EXERCISE DIRECTIONS:
Reproduce the records word for word, with nothing left out.

BEGIN

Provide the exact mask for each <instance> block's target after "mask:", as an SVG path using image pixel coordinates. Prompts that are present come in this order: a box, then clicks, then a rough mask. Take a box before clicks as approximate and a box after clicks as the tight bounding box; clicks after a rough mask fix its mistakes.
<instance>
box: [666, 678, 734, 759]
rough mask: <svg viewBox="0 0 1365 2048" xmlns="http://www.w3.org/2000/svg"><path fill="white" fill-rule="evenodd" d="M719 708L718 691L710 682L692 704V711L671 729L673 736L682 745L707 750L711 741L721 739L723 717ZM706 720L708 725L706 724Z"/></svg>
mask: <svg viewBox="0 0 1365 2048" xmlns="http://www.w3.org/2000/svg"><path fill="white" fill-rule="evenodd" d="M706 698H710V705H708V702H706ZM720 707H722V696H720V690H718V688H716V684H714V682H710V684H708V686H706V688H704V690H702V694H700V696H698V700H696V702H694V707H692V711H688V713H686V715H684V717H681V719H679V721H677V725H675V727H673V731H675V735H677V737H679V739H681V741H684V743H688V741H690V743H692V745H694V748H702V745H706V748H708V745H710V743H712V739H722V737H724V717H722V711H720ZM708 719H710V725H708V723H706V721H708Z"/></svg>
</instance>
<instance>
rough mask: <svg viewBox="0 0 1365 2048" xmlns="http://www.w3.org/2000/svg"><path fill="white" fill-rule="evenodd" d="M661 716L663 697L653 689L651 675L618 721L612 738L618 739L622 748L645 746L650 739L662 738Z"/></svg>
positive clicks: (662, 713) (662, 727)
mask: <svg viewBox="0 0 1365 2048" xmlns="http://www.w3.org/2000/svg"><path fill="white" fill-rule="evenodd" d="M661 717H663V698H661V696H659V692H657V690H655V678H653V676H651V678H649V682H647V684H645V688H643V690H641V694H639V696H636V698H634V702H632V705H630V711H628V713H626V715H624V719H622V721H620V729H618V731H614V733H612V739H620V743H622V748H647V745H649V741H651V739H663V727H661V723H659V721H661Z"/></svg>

END

OUTPUT BELOW:
Provide the exact mask for each <instance> block's target after "mask:", as an SVG path using image pixel coordinates. Prompts that are present come in this order: a box, then clicks, then a rough mask. Take a box before clicks as approximate and a box after clicks as the tight bounding box; clicks after a rough mask fix its mistakes.
<instance>
box: [666, 678, 734, 759]
rough mask: <svg viewBox="0 0 1365 2048" xmlns="http://www.w3.org/2000/svg"><path fill="white" fill-rule="evenodd" d="M719 708L718 691L710 682L692 704V711L671 729L673 736L682 745L707 750L711 741L721 739L723 717ZM706 720L708 725L706 724Z"/></svg>
mask: <svg viewBox="0 0 1365 2048" xmlns="http://www.w3.org/2000/svg"><path fill="white" fill-rule="evenodd" d="M706 698H710V705H708V702H706ZM720 707H722V696H720V690H718V688H716V684H714V682H710V684H708V686H706V688H704V690H702V694H700V696H698V700H696V702H694V707H692V711H688V713H686V715H684V717H681V719H679V721H677V725H675V727H673V731H675V735H677V737H679V739H681V741H684V743H688V741H690V743H692V745H694V748H702V745H706V748H708V745H710V743H712V739H722V737H724V717H722V711H720ZM708 719H710V725H708V723H706V721H708Z"/></svg>
</instance>
<instance>
rough mask: <svg viewBox="0 0 1365 2048" xmlns="http://www.w3.org/2000/svg"><path fill="white" fill-rule="evenodd" d="M661 716L663 697L653 689L651 675L618 721L612 738L618 739L622 748L645 746L650 739L662 738Z"/></svg>
positive clicks: (662, 713) (662, 727)
mask: <svg viewBox="0 0 1365 2048" xmlns="http://www.w3.org/2000/svg"><path fill="white" fill-rule="evenodd" d="M661 717H663V698H661V696H659V692H657V690H655V678H653V676H651V678H649V682H647V684H645V688H643V690H641V694H639V696H636V698H634V702H632V705H630V711H628V713H626V715H624V719H622V721H620V729H618V731H614V733H612V739H620V743H622V748H647V745H649V741H651V739H663V727H661V723H659V721H661Z"/></svg>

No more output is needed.